* Task to complete: When you answer, restate the entries below without altering anything.

* Available data:
Segment Open

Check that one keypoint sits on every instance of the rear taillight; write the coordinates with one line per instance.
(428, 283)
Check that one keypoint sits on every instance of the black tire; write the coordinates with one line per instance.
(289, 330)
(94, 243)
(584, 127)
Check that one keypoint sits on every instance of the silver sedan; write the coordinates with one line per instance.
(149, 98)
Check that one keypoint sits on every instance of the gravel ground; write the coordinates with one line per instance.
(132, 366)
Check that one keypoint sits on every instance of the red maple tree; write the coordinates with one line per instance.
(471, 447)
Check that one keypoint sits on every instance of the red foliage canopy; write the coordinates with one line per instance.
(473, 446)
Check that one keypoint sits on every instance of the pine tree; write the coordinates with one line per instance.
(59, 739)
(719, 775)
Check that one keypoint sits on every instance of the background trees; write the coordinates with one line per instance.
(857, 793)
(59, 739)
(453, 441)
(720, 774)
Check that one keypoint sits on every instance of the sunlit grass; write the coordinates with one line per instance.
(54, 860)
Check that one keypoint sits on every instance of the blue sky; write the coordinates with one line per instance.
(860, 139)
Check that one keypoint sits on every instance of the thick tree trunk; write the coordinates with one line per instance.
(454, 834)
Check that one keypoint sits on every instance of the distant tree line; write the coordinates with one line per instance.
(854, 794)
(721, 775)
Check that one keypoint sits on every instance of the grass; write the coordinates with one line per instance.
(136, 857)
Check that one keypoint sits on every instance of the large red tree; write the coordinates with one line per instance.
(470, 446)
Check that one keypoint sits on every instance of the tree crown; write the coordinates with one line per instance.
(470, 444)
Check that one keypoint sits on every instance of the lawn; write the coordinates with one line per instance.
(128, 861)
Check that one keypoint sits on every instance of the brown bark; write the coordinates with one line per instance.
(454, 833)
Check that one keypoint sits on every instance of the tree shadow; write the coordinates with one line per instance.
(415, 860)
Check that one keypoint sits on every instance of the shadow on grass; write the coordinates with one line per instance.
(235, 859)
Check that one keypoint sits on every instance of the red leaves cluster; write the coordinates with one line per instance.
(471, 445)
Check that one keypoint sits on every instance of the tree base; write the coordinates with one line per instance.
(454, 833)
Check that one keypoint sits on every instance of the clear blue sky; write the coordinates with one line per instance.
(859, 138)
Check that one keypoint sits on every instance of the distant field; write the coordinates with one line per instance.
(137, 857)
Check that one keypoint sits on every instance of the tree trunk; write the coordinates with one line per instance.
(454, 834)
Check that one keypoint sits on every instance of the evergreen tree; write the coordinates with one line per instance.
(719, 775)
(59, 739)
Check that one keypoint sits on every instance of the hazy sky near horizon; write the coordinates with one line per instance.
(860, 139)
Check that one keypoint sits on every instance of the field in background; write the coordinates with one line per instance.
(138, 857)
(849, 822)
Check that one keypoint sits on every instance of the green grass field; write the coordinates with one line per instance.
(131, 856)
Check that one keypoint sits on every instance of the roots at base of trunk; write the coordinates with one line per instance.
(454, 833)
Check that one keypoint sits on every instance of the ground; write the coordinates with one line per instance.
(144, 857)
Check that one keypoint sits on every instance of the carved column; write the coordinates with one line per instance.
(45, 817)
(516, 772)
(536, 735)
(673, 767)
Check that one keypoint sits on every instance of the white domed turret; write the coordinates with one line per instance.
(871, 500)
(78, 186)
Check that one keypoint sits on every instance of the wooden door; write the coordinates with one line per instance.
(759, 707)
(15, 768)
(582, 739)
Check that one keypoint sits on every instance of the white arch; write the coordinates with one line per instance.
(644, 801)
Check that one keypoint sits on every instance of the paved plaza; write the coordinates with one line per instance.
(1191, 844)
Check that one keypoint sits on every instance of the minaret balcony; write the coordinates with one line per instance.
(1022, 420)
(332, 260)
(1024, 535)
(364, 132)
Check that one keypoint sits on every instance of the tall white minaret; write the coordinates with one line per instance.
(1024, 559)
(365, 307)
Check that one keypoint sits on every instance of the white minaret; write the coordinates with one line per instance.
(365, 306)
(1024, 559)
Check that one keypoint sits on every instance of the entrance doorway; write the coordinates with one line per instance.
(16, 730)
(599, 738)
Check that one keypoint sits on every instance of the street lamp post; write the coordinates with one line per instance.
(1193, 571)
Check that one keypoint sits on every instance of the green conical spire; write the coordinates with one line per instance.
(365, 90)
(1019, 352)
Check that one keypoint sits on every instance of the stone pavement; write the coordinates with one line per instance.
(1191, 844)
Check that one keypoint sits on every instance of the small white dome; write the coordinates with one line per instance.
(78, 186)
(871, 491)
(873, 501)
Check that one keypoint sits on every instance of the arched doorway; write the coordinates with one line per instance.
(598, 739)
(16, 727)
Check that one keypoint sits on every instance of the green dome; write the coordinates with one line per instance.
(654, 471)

Segment Closed

* Exercise output:
Check that one keypoint sits on every instance of the rear taillight; write the coordinates with one line per instance.
(428, 283)
Check that one keypoint sits on every instance of the black tire; write the coordinates with one line per instance.
(289, 330)
(94, 243)
(584, 127)
Check that one keypoint sits on every instance of the silver sedan; write the coordinates with one line per instance.
(149, 98)
Check that one keypoint sits on every instance of the gravel ground; write the coordinates with one line per instance.
(132, 366)
Check that one keypoint sits on every instance of the red maple tree; write the coordinates with one line per instance.
(471, 447)
Check that one keypoint sits on every instance of the red foliage canopy; write the coordinates with one line per instance.
(473, 446)
Check that one keypoint sits on every instance of the pine tree; write the coordinates with one line per instance.
(59, 739)
(719, 775)
Check that one keypoint sits on every instance of the background trees; write the coordinates with one line per instance.
(857, 793)
(59, 739)
(453, 441)
(720, 774)
Check that one keypoint sits on every instance of the sunlit grass; write the coordinates with one line per instance.
(54, 860)
Check that one keypoint sits on every instance of the blue sky; write the coordinates with one line per instance.
(860, 139)
Check that one keypoint sits on every instance of the thick tree trunk; write the coordinates with one line per instance.
(454, 834)
Check that one keypoint sits on every instance of the distant tree line; write the coordinates with one line per instance.
(854, 794)
(721, 775)
Check that one keypoint sits on every instance of the grass; write the coordinates with one line per instance.
(136, 857)
Check that one keypoint sits on every instance of the large red tree; write the coordinates with one line per instance.
(470, 446)
Check that one keypoint sits on every instance of the tree crown; write the coordinates with one line per instance.
(470, 444)
Check that one keypoint sits on every instance of the lawn; write the coordinates with one line per instance.
(128, 861)
Check that one keypoint sits on every instance of the brown bark; write the coordinates with one line per instance.
(454, 833)
Check that one keypoint sits on every instance of the tree shadow; write the coordinates with one line per instance.
(415, 860)
Check that one keypoint sits on every instance of the shadow on grass; write the coordinates with one line per instance.
(235, 859)
Check that one keypoint sits on every instance of the red leaves cluster; write the coordinates with one line per instance.
(471, 445)
Check that one keypoint sits on every instance of the tree base; write the coordinates with one line per instance.
(454, 833)
Check that one keypoint sits on every instance of the clear blue sky; write the coordinates with one line per instance.
(859, 138)
Check that one keypoint sits on every instance of the distant field; write the coordinates with one line per instance.
(137, 857)
Check that one keypoint sits on every instance of the tree trunk; write the coordinates with one line per instance.
(454, 834)
Check that one keypoint sits on every instance of the evergreen tree; write the coordinates with one line per instance.
(719, 775)
(59, 739)
Check that one keypoint sits on every instance of the hazy sky near horizon; write the coordinates with one line per instance.
(860, 139)
Check that one keypoint sits on every instance of the field in background; write the coordinates with one line per instance.
(138, 857)
(849, 822)
Check that one keypoint sits on every instance of the green grass field; write the coordinates with one line per instance.
(131, 856)
Check that one keypoint sits on every instance of the roots at base of trunk; write the coordinates with one line per instance.
(454, 833)
Check that one keypoint sits on every instance of the ground; write the coordinates with one line per instance.
(144, 857)
Check that one keypoint sits on every instance of the carved column; write the coordinates with one line per instance.
(45, 817)
(516, 772)
(536, 735)
(673, 767)
Check that one keypoint sits on every instance of the white domed turret; write the coordinates with one line per instance.
(871, 500)
(78, 186)
Check that one keypoint sits on every instance of the wooden door; write the coordinates with one line per instance.
(759, 707)
(15, 768)
(582, 739)
Check that one keypoint sits on every instance of the white arch; write the coordinates with one line per instance.
(644, 801)
Check that one keypoint sits on every instance of the paved plaza; write the coordinates with one line per instance.
(1191, 844)
Check that one keypoint sits on every instance of the minaret balcony; write the coordinates with one line per instance.
(1022, 420)
(332, 260)
(1024, 535)
(364, 132)
Check that one keypoint sits on every instance of the tall white minaret; write the coordinates with one line per instance.
(1024, 559)
(365, 307)
Check that one keypoint sits on every instance of the white minaret; write the coordinates with one line per instance.
(365, 306)
(1024, 559)
Check that one keypoint sits on every instance of the entrance doorway; write the coordinates with one line per instance.
(16, 730)
(599, 738)
Check that one keypoint sits on every instance of the street lamp post; write the coordinates with one line per instance.
(1193, 571)
Check that one keypoint sits on every instance of the green conical spire; write the coordinates with one line per instance.
(365, 90)
(1019, 352)
Check that one keypoint sits on every instance of the stone pavement; write the coordinates with one line per instance.
(1191, 844)
Check that one keypoint sits on every instance of the small white dome; write the coordinates with one line per instance.
(78, 186)
(871, 491)
(873, 501)
Check that one keypoint sits on every instance of the arched doorway; write the coordinates with one line per instance.
(598, 739)
(16, 727)
Check that one keypoint sits on every instance of the green dome; write the coordinates with one line per instance.
(654, 471)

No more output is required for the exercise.